Activity => If a line in the data has the string "each", please show it.

◆ ◆ ◆ ◆

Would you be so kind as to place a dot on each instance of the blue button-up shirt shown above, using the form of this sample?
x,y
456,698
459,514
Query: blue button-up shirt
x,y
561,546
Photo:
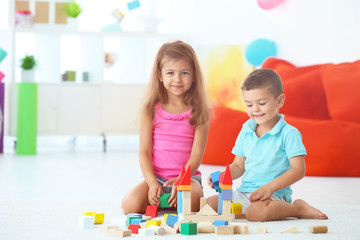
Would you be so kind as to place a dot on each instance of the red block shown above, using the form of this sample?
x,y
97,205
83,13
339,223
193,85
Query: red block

◆ ◆ ◆ ◆

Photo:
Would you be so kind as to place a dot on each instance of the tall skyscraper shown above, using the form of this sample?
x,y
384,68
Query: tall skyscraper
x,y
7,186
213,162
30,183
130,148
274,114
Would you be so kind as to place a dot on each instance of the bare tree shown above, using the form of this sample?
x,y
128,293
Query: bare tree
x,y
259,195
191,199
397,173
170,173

◆ ◆ ◆ ◆

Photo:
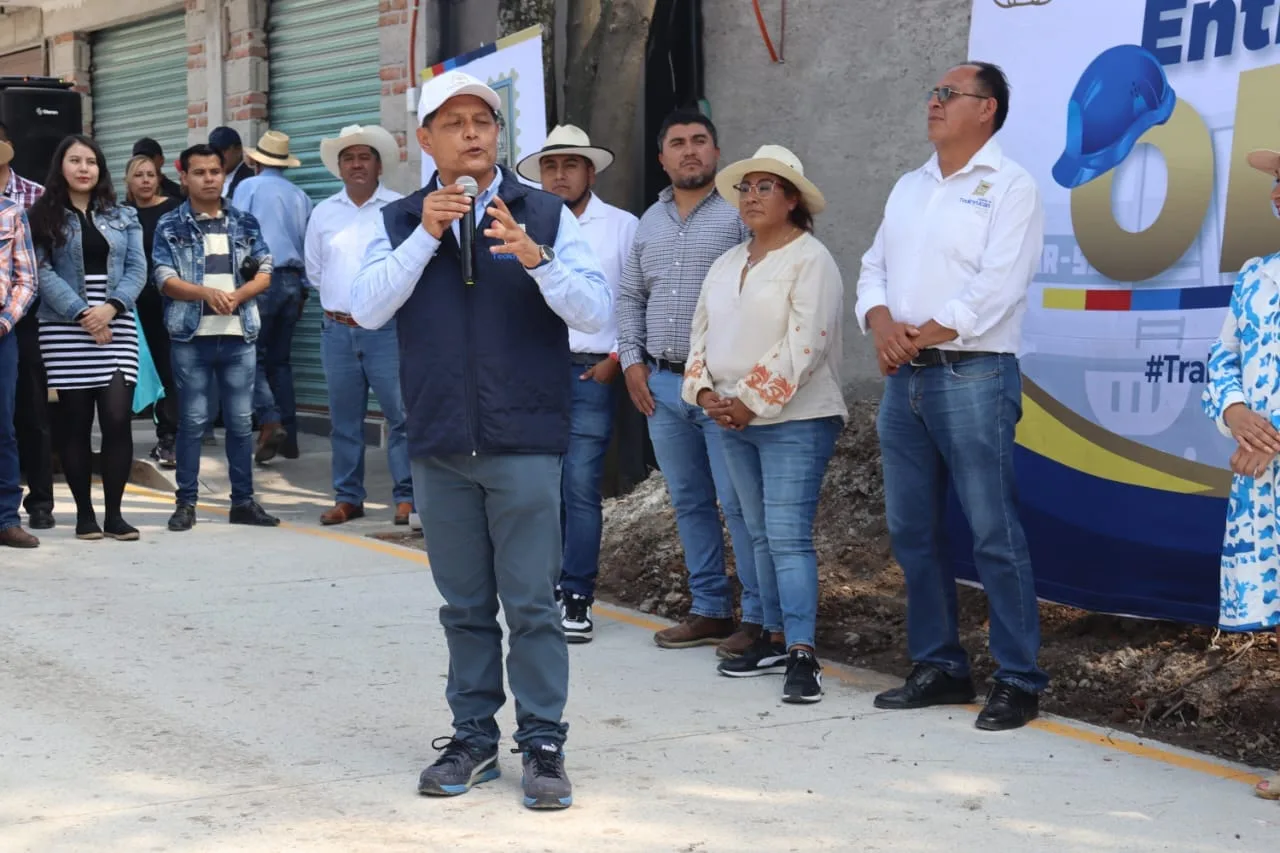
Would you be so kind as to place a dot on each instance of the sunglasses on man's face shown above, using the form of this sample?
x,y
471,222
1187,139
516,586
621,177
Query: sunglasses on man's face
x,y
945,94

◆ ◆ ◆ ◆

Response =>
Would you be so kind as to place a dot on each instance of the blue button-up shirt shown above, using the form of this sample?
Would you be so kind as to place a dot on each instance of the red block shown above, using the form of this sample?
Would you be so kind as to place a dot on each instance of the tall skyscraper shown above, using the form of this sample?
Would you be so kind as to place a dot on each instance of the bare tree shown above, using the form of this sample?
Would you be so kind as to place a dot on each instance of the sunglasses on man's face shown above, using the form of this sample?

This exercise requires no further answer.